WHAT THE TASK REQUIRES:
Reproduce word for word the portion of the Taobao FED passage that starts at "At present, prevention" and ends at "protecting the platform.".

** Begin GIVEN PASSAGE **

Taobao FED has divided the asset loss prevention and control into three stages: R&D stage, testing stage, and operation stage. In the R&D stage, warehouses with asset loss risks are marked, and cases such as regular prices, discounts, and default copy are enumerated for prevention and control through static scanning and UI test case scanning. The testing stage mainly refers to the stage when merchants and operators set up preferences, rights, and interests. In this stage, asset loss is prevented and controlled through unified expression, double check, boundary limiting, and low price warning. In the operation stage, snapshot comparison and server-side data reconciliation are available. However, Prevention and control in the operation stage are relatively delayed. Therefore, it is highly likely that the actual impact had been caused when asset loss has been detected.

At present, prevention is still the focus. It is impossible to totally guarantee that no asset loss will occur. Now, Taobao FED is thinking about prevention and control measures at the procedure level and in production environments to develop some alarm and automatic protection capabilities in protecting the platform.

Benefits

In addition to doing our job well, Taobao FED also hopes to bring incremental value to the business. This chapter will introduce benefits for business form four aspects: venue performance improvement, improvement of new solution for basic procedures, accuracy improvement through calling customization strategy, and click-through rate (CTR) increase through smart UI.

The venue is one of the leading roles during Double 11 every year. So, the user experience in the venue is also the most important aspect. Under the increasingly complex business demands, how to ensure and improve the user experience is becoming a long-standing difficulty. This year, pre-rendering and Server Side Rendering (SSR) are used for user experience optimization. The first step is to redefine the standard of second-level entering time from the original frontend entering time to the visible entering time since clicking. Then, the time of client-side routing and WebView startup are added. By doing so, the user experience becomes better, covering dozens of scenarios, including the main venue, industrial venues, and beyond-device deployment venues.

Pre-rendering is a technical solution used in Double 11 of this year. It is used to enhance user experience in entering the venues. Time-consuming operations such as WebView initialization, page resource loading, and JS execution in the original H5 page rendering process are executed in advance, and the page “rendering” is completed in the off-screen state. Thus, when users enter the venue, the “pre-rendered” page is used to greatly save time for entering the venue. By doing so, the average entering time is shortened by 200ms to 700ms, and the second-level entering rate is increased by 10% to 14%. The optimization brings higher absolute benefits to the mid- and low-end machines, and the second-level entering has been realized on low-end machines. This allows users to enter the venue more smoothly, which is more obvious on mid- and low-end cellphones. Subsequent articles will also cover practices and reflections on performance optimization, including pre-rendering, data snapshots, and parallel requests.

** End GIVEN PASSAGE **
** Begin DATASET EXTRACT **

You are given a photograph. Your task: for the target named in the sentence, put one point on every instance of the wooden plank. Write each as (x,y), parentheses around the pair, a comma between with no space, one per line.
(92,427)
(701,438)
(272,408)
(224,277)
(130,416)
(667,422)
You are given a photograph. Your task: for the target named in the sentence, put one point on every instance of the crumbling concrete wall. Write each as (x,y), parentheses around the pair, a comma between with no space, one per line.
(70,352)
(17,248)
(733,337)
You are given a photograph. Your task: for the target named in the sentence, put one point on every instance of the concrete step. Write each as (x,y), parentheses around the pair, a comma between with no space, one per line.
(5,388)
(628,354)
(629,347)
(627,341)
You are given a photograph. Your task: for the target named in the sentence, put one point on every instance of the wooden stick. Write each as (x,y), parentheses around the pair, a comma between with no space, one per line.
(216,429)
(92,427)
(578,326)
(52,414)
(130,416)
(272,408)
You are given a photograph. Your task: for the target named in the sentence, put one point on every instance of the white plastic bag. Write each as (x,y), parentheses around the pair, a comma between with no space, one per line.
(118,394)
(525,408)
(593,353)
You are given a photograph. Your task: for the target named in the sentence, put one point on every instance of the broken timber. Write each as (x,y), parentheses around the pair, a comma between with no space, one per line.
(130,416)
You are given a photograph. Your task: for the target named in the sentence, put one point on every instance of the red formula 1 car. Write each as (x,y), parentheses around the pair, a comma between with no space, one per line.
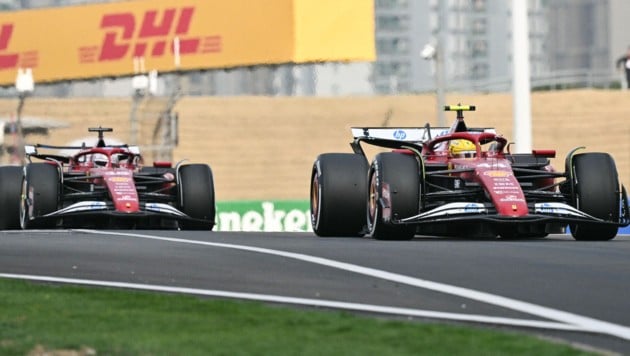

** End DATASET EXTRACT **

TASK OUTPUT:
At present, prevention is still the focus. It is impossible to totally guarantee that no asset loss will occur. Now, Taobao FED is thinking about prevention and control measures at the procedure level and in production environments to develop some alarm and automatic protection capabilities in protecting the platform.